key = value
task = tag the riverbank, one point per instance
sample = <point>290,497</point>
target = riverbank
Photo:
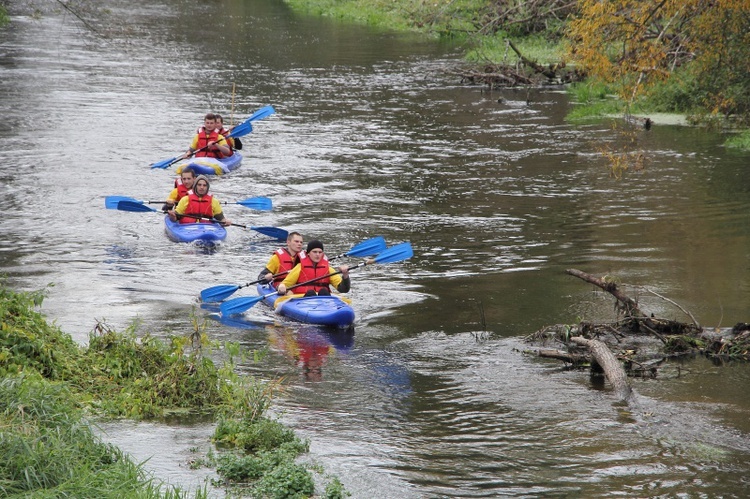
<point>498,40</point>
<point>53,389</point>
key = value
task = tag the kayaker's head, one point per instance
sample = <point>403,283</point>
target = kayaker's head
<point>201,185</point>
<point>315,250</point>
<point>294,243</point>
<point>187,176</point>
<point>209,122</point>
<point>219,122</point>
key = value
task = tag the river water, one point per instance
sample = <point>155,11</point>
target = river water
<point>432,394</point>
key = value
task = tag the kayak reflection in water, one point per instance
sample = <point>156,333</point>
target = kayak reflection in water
<point>311,347</point>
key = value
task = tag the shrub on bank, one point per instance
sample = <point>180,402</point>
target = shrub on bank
<point>48,448</point>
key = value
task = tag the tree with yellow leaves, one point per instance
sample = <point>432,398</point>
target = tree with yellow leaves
<point>633,44</point>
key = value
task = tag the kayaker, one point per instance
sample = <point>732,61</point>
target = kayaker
<point>283,259</point>
<point>233,143</point>
<point>182,187</point>
<point>207,137</point>
<point>199,203</point>
<point>314,264</point>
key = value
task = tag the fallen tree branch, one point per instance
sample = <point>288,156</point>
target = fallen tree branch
<point>631,307</point>
<point>612,368</point>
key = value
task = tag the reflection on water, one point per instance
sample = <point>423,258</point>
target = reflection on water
<point>309,347</point>
<point>497,193</point>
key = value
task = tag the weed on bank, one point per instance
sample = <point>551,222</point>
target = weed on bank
<point>51,386</point>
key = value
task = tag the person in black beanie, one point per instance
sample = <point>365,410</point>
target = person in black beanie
<point>314,265</point>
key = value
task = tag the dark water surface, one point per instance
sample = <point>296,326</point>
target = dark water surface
<point>432,395</point>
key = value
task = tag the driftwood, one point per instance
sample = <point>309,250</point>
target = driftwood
<point>512,75</point>
<point>612,368</point>
<point>637,343</point>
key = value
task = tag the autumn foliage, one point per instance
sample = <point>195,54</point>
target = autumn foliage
<point>634,44</point>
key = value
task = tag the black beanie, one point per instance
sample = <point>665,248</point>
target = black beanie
<point>314,244</point>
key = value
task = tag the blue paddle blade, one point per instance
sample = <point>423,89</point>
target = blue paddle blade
<point>239,305</point>
<point>273,232</point>
<point>261,113</point>
<point>164,163</point>
<point>131,206</point>
<point>366,248</point>
<point>240,130</point>
<point>218,293</point>
<point>395,253</point>
<point>259,203</point>
<point>110,202</point>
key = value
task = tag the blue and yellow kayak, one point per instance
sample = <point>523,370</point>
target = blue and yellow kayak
<point>188,233</point>
<point>331,311</point>
<point>212,166</point>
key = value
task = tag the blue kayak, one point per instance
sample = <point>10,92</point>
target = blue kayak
<point>188,233</point>
<point>320,310</point>
<point>212,166</point>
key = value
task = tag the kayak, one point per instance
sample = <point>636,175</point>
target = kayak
<point>330,311</point>
<point>212,166</point>
<point>188,233</point>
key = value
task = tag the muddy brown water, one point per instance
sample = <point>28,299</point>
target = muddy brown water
<point>432,394</point>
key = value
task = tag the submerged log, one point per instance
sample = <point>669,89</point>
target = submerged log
<point>612,368</point>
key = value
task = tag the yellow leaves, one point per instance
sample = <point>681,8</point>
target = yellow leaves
<point>636,43</point>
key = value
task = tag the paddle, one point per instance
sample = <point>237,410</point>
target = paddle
<point>395,253</point>
<point>274,232</point>
<point>221,292</point>
<point>239,131</point>
<point>256,203</point>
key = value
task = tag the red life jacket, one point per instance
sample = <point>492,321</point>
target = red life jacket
<point>197,206</point>
<point>203,140</point>
<point>286,263</point>
<point>224,132</point>
<point>182,191</point>
<point>310,271</point>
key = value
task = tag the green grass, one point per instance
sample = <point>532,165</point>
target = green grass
<point>49,450</point>
<point>49,382</point>
<point>739,141</point>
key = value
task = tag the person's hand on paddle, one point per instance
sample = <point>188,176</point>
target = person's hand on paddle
<point>344,269</point>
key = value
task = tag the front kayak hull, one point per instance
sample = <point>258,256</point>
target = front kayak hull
<point>212,166</point>
<point>329,311</point>
<point>188,233</point>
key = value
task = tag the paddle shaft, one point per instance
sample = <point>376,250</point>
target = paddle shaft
<point>361,264</point>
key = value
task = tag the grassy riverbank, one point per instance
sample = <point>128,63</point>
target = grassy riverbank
<point>51,387</point>
<point>539,31</point>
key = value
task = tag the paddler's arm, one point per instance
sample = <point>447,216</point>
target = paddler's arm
<point>221,145</point>
<point>193,147</point>
<point>341,282</point>
<point>290,280</point>
<point>180,210</point>
<point>171,200</point>
<point>218,214</point>
<point>270,269</point>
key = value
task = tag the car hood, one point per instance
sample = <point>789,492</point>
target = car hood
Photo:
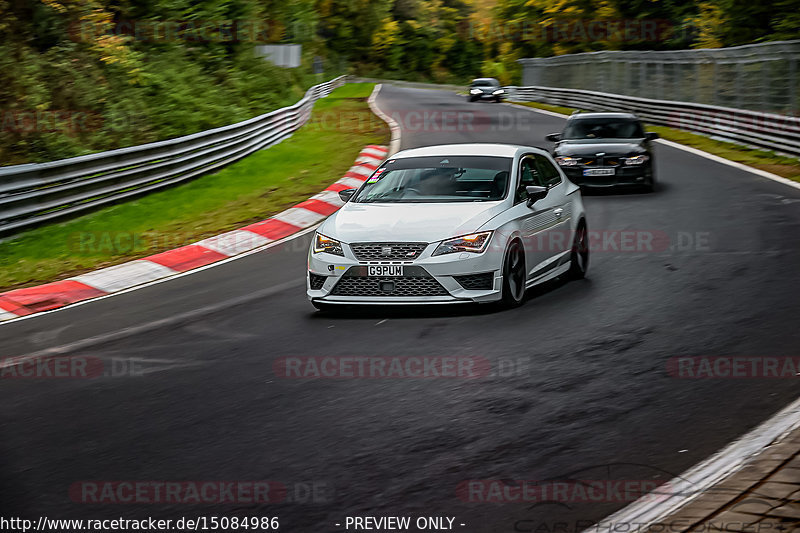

TRY IT: Please output the listing above exactly from its first line through the line with "sample = <point>288,156</point>", both included, and nothing beyond that line. Omit pictures.

SOLUTION TO THIS PROBLEM:
key = value
task = tag the riverbank, one point per instance
sample = <point>290,497</point>
target = riverbank
Photo:
<point>498,40</point>
<point>53,389</point>
key = value
task = tag the kayaker's head, one point per instance
sample = <point>403,283</point>
target = kayaker's head
<point>201,185</point>
<point>315,250</point>
<point>294,243</point>
<point>187,176</point>
<point>209,122</point>
<point>219,122</point>
key = value
task = tag the river water, one point per instance
sample = <point>155,11</point>
target = river water
<point>432,394</point>
key = value
task = tag the kayak reflection in water, one point per instance
sample = <point>156,333</point>
target = kayak reflection in water
<point>311,347</point>
key = value
task = tag the shrub on bank, one point per instance
sample = <point>180,402</point>
target = shrub on bank
<point>48,448</point>
key = value
task = tag the tree with yellow leaves, one point per instance
sample = <point>432,398</point>
target = tree with yellow leaves
<point>633,44</point>
key = value
task = tag the kayaker, one point per instance
sample = <point>732,61</point>
target = kayaker
<point>283,259</point>
<point>233,143</point>
<point>182,187</point>
<point>207,137</point>
<point>199,203</point>
<point>314,264</point>
key = value
task = tag the fallen tree branch, one point per instance
sample = <point>288,156</point>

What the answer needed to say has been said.